■ Task description:
Write out the whole listing again, exactly.

>> START Provided records

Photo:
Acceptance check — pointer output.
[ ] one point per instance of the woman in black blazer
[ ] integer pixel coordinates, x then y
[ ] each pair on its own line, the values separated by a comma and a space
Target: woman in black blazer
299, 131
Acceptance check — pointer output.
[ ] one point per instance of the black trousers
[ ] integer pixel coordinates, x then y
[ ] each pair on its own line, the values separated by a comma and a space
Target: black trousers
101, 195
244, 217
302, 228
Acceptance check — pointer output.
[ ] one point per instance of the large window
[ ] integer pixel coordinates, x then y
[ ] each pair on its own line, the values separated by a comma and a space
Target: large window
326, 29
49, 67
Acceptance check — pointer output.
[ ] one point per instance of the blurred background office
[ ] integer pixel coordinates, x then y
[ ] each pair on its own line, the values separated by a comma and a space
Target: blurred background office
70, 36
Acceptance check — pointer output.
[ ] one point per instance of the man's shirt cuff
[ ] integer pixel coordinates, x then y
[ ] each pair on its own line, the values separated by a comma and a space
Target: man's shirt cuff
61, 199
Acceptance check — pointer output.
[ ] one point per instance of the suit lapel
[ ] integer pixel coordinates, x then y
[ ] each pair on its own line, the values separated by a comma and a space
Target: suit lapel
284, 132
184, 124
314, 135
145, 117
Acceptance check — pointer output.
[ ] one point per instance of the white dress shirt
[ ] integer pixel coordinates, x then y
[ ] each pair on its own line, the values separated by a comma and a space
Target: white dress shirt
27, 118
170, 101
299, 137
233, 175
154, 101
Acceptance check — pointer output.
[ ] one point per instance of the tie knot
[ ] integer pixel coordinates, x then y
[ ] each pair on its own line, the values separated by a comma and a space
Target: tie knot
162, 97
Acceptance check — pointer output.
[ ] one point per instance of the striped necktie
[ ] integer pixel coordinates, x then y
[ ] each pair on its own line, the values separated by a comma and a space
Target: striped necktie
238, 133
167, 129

>> END Provided records

■ Complete response:
Photo:
Acceptance check — pointer output.
[ ] one point per instance of the woman in black blazer
[ ] integer pixel coordinates, x then y
[ ] each pair on its own line, the values separated by a comma and a space
Target: woman in black blazer
299, 131
Acceptance check — pointer output.
[ ] one point per instance of the black trousers
[ ] integer pixel coordinates, x then y
[ ] each pair on its own line, the values separated by a comma and a space
Target: black trousers
101, 195
244, 217
302, 228
Acceptance check — pointer output.
[ ] one point per instance of the large window
[ ] integer pixel coordinates, x then y
[ ] each pair on its own line, the values separated by a comma and a space
Target: large window
326, 29
49, 67
Acceptance check — pointer output.
[ ] one point per instance of the blurred background office
[ ] integer pixel coordinates, x then y
[ ] each pair on its own line, the values separated by a comma and a space
Target: blurred background office
70, 36
Acceptance check — pointer output.
[ ] one point per instance of the man's shirt cuff
[ ] integer pixel coordinates, x then y
[ ] each pair on its own line, the values separated by a comma and a space
Target: man's shirt cuff
61, 199
Acceptance check — pointer output.
[ ] one point per instance of the suit lapel
[ ] integer pixel coordinates, x then y
[ ] each pair on its own line, the values separated by a comma and a space
Target: suit lapel
284, 132
184, 124
314, 135
145, 117
Acceptance check — pointer output.
[ ] one point per instance of the white dress shirt
[ ] integer pixel coordinates, x then y
[ ] each pair on its own line, the values separated by a comma and a space
Target: white dress shirt
27, 118
170, 101
299, 137
233, 175
154, 101
Acceptance check — pointer output.
[ ] one point per instance of the tie knot
[ ] integer pixel coordinates, x then y
[ ] each pair on its own line, the values separated by a comma and a space
Target: tie knot
162, 97
Acceptance check — pointer output.
[ ] one point per instance of the striped necktie
[ ] integer pixel coordinates, x then y
[ ] each pair on its own line, the values separated by a comma and a space
Target: striped necktie
238, 133
167, 129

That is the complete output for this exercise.